The descriptions are for modules currently being taught. They should be viewed as an example of the modules we provide. All modules are subject to change for later academic years.

Computing by Graph Transformation (GRA) 2010/1

Workload - Private Study - Assessment - Description - Learning Outcomes - Content - Teaching Materials - Recommended Books

Module Code 0630400
Lecturers Detlef Plump
Taken By CS 3, CS/Math 3, MMath 3, CSESE 3, CSSE 3, MEng CSSE 3, MEng CSESE 3, MMath 4
Number of Credits 10
Part B
Teaching Spr/2-10
Closed Assessment [100%] Summer Week 7, 1.50 hours

Module Prerequisites

Prerequisite knowledge

Students entering this module should be comfortable with basic mathematical concepts such as sets, relations, functions and proofs. These concepts are taught in ICM, MCS and, for CS/M students, in Maths modules. It is helpful, but not strictly necessary, to be familiar with basic concepts of grammars and formal languages as taught in MCS and TOC.

Workload

  • Lectures: 18 x 1hr
  • Problem Classes: 5 x 1hr
  • Practicals: 4 x 1hr
  • Private Study: 50hrs
  • Assessment: 23hrs

Problem classes and practicals are with tuition, they include pencil-and-paper exercises and (at a later stage) programming exercises in the graph programming language GP. The time shown for assessment includes revision to prepare for the exam.

Requirements ▸
[A] Update the module description, starting with "Module Code 0630400" and going on through "MCS and TOC.", so that "comfortable" reads "at ease" instead.
[B] Go on with the module description, picking up after its final sentence.

Material supplied ▸
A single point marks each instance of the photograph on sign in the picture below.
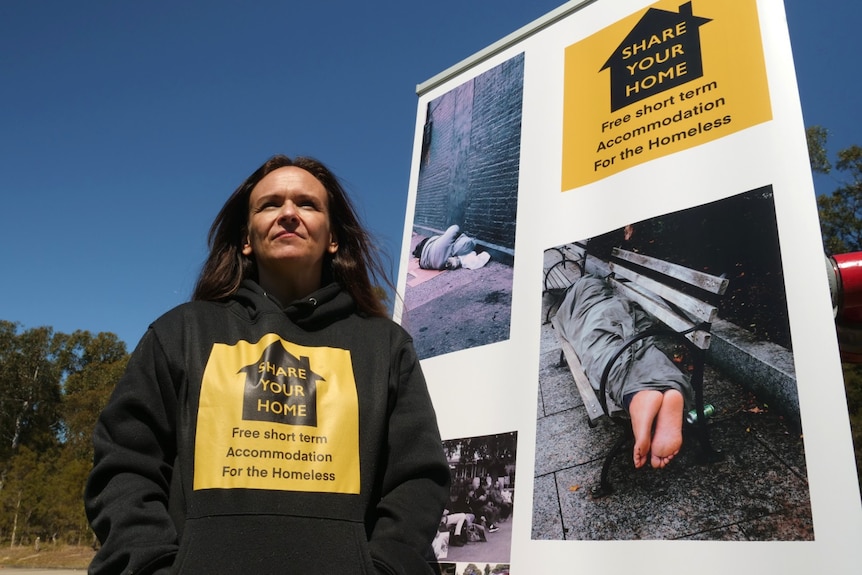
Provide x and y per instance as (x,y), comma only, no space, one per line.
(667,390)
(458,292)
(476,527)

Task-by-task answers ▸
[A]
Module Code 0630400
Lecturers Detlef Plump
Taken By CS 3, CS/Math 3, MMath 3, CSESE 3, CSSE 3, MEng CSSE 3, MEng CSESE 3, MMath 4
Number of Credits 10
Part B
Teaching Spr/2-10
Closed Assessment [100%] Summer Week 7, 1.50 hours

Module Prerequisites

Prerequisite knowledge

Students entering this module should be at ease with basic mathematical concepts such as sets, relations, functions and proofs. These concepts are taught in ICM, MCS and, for CS/M students, in Maths modules. It is helpful, but not strictly necessary, to be familiar with basic concepts of grammars and formal languages as taught in MCS and TOC.

[B]
Private Study

"Private study" comprises unsupervised work on exercises, reviewing lectures and reading articles and textbooks.

Assessment

Closed Assessment

  • Summer Week 7, 1.50 hours

An unseen paper worth 50 marks. Candidates are required to answer any two questions from three.

Formative Feedback

Problem classes and practicals are for work on weekly exercises. Solutions are handed in, marked and returned. Additionally, students get oral feedback during the problem classes and practicals.

Description

Graphs are ubiquitous in computer science, they represent and visualise relationships between objects of all kinds. Examples include circuit diagrams, flow diagrams, syntax trees, pointer structures, entity-relationship diagrams, UML diagrams, various forms of networks, etc. Graph transformation is about the dynamic manipulation of graphs by rules, combining the strengths of graphs and rules into a single computational model. Transformation rules which change graphs locally allow a declarative way of computing, with simple syntax and semantics. This course introduces the foundations of computing by graph transformation, and the principles of rule-based programming in domains of graph-like structures.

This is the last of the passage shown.